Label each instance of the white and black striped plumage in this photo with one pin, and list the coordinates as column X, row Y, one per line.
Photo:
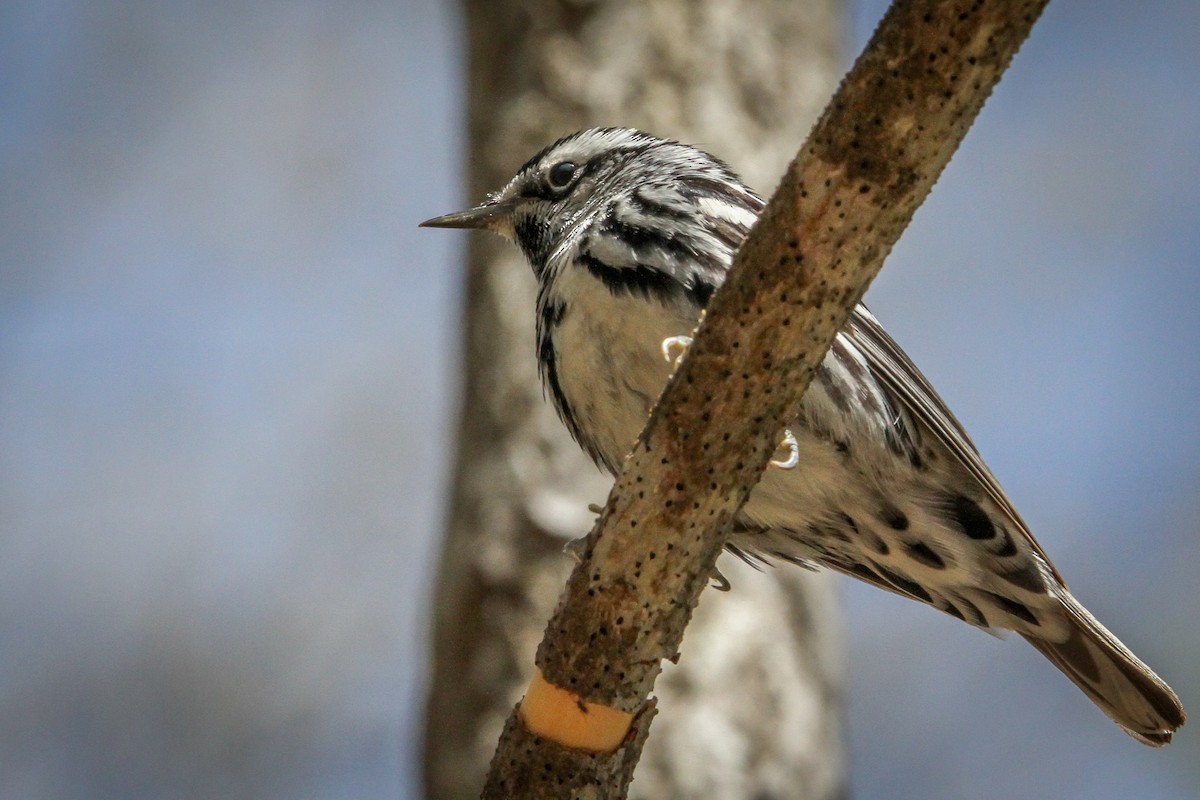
column 629, row 235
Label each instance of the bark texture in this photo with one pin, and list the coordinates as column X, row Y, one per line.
column 751, row 708
column 865, row 168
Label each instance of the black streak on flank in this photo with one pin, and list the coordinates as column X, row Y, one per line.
column 701, row 292
column 547, row 359
column 906, row 585
column 639, row 280
column 1014, row 608
column 970, row 517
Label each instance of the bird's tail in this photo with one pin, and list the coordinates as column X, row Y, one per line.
column 1116, row 680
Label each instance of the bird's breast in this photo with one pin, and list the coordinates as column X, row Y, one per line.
column 609, row 368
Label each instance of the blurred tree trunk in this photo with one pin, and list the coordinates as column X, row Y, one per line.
column 751, row 710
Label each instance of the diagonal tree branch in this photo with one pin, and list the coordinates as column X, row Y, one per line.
column 868, row 164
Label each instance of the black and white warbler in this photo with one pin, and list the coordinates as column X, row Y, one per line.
column 628, row 236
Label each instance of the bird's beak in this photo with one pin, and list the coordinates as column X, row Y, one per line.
column 487, row 216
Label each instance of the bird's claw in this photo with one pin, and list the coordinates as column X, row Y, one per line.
column 670, row 347
column 793, row 451
column 719, row 581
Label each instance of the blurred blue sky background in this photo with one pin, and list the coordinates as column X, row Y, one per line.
column 228, row 372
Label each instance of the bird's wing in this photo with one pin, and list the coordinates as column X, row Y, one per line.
column 897, row 372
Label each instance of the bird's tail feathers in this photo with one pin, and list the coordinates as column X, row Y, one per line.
column 1116, row 680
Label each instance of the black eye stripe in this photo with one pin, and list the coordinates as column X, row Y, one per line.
column 562, row 175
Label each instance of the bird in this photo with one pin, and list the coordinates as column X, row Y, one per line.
column 629, row 235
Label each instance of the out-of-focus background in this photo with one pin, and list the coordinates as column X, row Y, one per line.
column 228, row 377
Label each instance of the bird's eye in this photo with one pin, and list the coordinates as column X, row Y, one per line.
column 562, row 174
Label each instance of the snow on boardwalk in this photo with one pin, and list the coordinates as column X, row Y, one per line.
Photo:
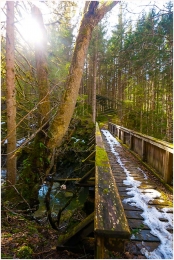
column 149, row 215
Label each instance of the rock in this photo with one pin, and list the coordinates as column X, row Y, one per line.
column 68, row 194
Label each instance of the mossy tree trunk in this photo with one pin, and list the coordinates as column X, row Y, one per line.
column 92, row 16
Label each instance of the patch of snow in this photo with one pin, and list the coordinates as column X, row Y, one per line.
column 145, row 176
column 19, row 142
column 150, row 214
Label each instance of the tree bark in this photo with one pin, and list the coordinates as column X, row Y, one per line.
column 42, row 70
column 64, row 114
column 94, row 80
column 11, row 95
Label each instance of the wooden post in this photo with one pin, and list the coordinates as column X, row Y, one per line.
column 143, row 150
column 99, row 250
column 131, row 142
column 168, row 167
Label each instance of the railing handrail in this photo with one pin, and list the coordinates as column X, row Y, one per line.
column 161, row 144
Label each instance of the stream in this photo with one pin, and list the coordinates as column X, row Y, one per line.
column 60, row 194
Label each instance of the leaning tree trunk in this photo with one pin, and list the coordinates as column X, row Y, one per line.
column 64, row 114
column 43, row 159
column 11, row 96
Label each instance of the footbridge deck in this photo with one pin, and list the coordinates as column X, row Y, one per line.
column 147, row 204
column 133, row 209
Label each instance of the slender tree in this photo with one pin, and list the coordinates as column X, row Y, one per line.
column 11, row 95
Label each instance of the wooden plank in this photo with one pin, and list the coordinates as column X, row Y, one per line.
column 134, row 214
column 159, row 202
column 71, row 179
column 127, row 206
column 84, row 228
column 144, row 235
column 137, row 223
column 86, row 177
column 150, row 246
column 110, row 219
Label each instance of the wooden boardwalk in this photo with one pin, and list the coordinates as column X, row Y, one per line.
column 127, row 170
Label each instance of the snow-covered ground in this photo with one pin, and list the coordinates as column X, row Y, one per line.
column 150, row 214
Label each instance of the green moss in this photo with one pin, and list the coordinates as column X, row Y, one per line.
column 24, row 252
column 101, row 157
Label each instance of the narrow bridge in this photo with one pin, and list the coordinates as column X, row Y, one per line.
column 133, row 209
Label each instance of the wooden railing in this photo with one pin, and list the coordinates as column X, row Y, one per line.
column 156, row 153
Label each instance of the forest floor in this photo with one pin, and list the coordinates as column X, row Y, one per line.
column 25, row 239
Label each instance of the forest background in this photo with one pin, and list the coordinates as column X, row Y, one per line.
column 127, row 76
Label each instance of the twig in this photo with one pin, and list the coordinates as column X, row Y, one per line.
column 20, row 195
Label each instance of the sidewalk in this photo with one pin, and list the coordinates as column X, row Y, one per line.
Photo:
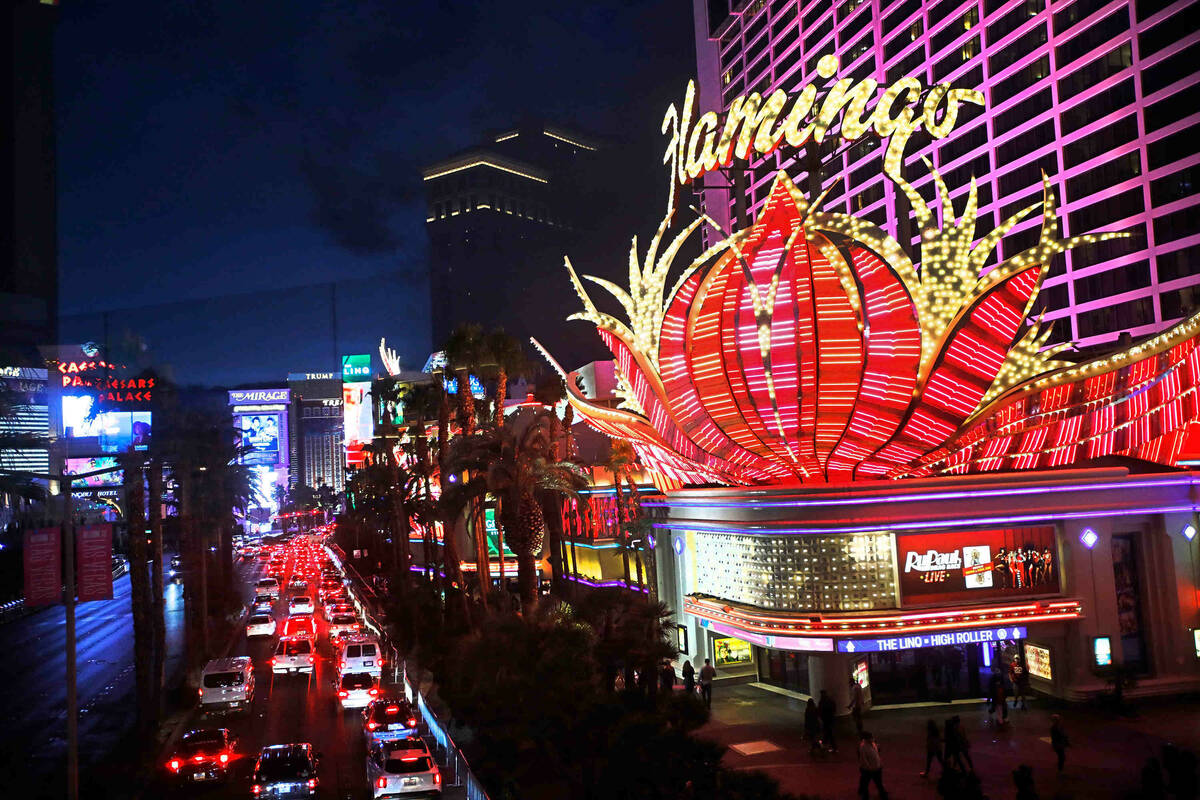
column 765, row 731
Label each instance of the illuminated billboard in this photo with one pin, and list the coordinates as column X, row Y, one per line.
column 977, row 565
column 84, row 465
column 114, row 431
column 357, row 407
column 259, row 437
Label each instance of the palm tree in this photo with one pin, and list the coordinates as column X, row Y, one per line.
column 522, row 469
column 508, row 360
column 466, row 353
column 621, row 462
column 204, row 450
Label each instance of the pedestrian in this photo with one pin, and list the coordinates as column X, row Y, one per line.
column 689, row 678
column 813, row 727
column 1059, row 740
column 667, row 677
column 999, row 698
column 856, row 705
column 707, row 673
column 958, row 747
column 827, row 710
column 870, row 767
column 933, row 746
column 1020, row 678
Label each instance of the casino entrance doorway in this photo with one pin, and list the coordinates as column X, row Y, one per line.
column 940, row 674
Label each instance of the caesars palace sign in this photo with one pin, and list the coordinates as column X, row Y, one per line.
column 757, row 125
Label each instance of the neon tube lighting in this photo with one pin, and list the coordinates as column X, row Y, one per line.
column 484, row 162
column 712, row 528
column 563, row 138
column 917, row 498
column 603, row 584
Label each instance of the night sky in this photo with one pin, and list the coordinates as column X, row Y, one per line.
column 253, row 152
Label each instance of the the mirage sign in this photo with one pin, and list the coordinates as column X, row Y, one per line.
column 977, row 565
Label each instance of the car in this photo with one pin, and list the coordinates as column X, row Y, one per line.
column 203, row 755
column 261, row 625
column 333, row 609
column 227, row 685
column 293, row 654
column 387, row 719
column 360, row 653
column 403, row 768
column 355, row 690
column 342, row 624
column 301, row 626
column 286, row 771
column 268, row 588
column 300, row 605
column 263, row 606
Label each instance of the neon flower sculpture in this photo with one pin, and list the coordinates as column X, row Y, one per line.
column 810, row 348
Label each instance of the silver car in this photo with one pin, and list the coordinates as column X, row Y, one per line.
column 293, row 654
column 401, row 768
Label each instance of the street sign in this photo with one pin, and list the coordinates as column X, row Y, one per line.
column 935, row 639
column 43, row 567
column 94, row 563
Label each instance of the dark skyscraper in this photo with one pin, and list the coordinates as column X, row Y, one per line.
column 501, row 218
column 29, row 277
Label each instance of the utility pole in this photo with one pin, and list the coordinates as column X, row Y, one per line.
column 69, row 602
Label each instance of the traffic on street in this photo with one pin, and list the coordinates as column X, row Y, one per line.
column 301, row 707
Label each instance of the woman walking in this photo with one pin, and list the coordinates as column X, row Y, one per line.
column 1059, row 740
column 933, row 746
column 813, row 727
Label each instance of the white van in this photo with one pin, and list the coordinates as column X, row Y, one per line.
column 360, row 654
column 227, row 685
column 268, row 588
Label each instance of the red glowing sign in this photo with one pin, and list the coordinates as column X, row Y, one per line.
column 97, row 376
column 967, row 566
column 810, row 348
column 94, row 563
column 43, row 566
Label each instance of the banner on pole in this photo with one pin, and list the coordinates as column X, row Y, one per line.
column 94, row 563
column 43, row 566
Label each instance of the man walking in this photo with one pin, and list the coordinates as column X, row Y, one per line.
column 707, row 673
column 827, row 710
column 870, row 767
column 856, row 705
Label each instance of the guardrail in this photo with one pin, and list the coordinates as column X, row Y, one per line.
column 455, row 763
column 463, row 776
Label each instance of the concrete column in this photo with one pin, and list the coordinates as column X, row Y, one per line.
column 831, row 672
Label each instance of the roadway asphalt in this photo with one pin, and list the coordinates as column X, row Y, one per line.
column 33, row 693
column 291, row 708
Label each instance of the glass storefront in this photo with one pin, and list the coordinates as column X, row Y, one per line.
column 784, row 668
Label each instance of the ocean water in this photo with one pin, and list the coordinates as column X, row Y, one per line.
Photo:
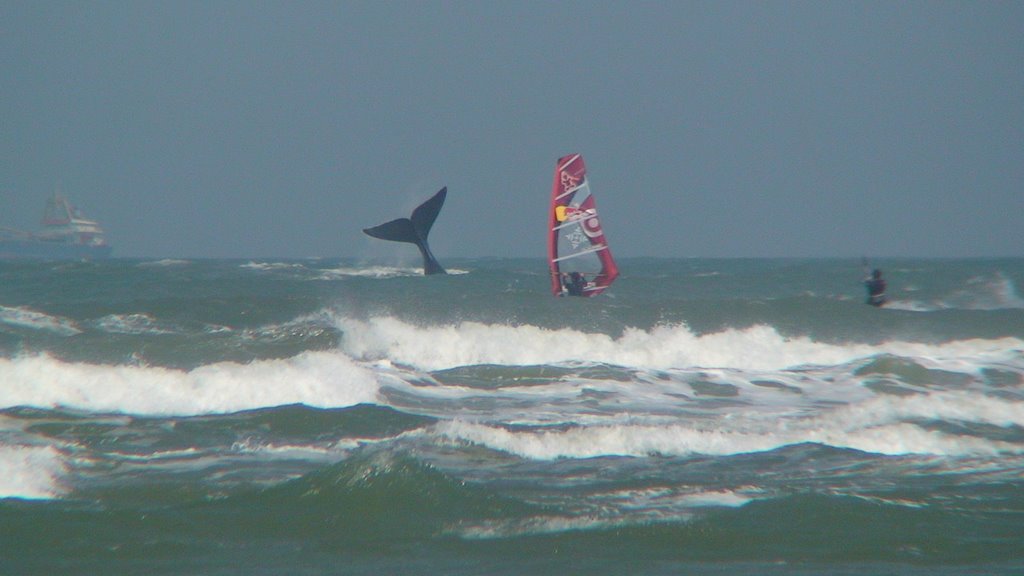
column 704, row 416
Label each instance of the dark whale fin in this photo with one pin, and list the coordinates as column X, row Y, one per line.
column 415, row 230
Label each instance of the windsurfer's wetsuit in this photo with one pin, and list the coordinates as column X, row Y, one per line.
column 876, row 288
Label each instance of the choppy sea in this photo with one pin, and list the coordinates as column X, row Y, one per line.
column 704, row 416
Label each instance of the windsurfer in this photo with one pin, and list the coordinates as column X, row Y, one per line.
column 876, row 288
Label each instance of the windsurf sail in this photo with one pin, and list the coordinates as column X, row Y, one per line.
column 579, row 256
#####
What you should do: Copy out the material from the line with "Label each instance of the neon flower" to the line with "column 69, row 602", renaming "street sign" to "road sign" and changing nothing else.

Correct output:
Label each instance of the neon flower sculpture in this photo with one pin, and list the coordinates as column X, row Y, one per line.
column 810, row 348
Label each instance of the silver car in this photo with one pin, and list the coordinates as column X, row Y, one per line.
column 293, row 654
column 401, row 768
Label each instance of the road sign in this photo with one pin, and list the coordinates as column X, row Y, one per line.
column 935, row 639
column 43, row 567
column 94, row 563
Label each instance of the dark skyscraper in this photo with one pin, and list the coordinates as column X, row Y, one per line.
column 501, row 218
column 29, row 277
Label each instance of the utility pole in this photo with one pin, and list the coordinates as column X, row Y, one per line.
column 69, row 602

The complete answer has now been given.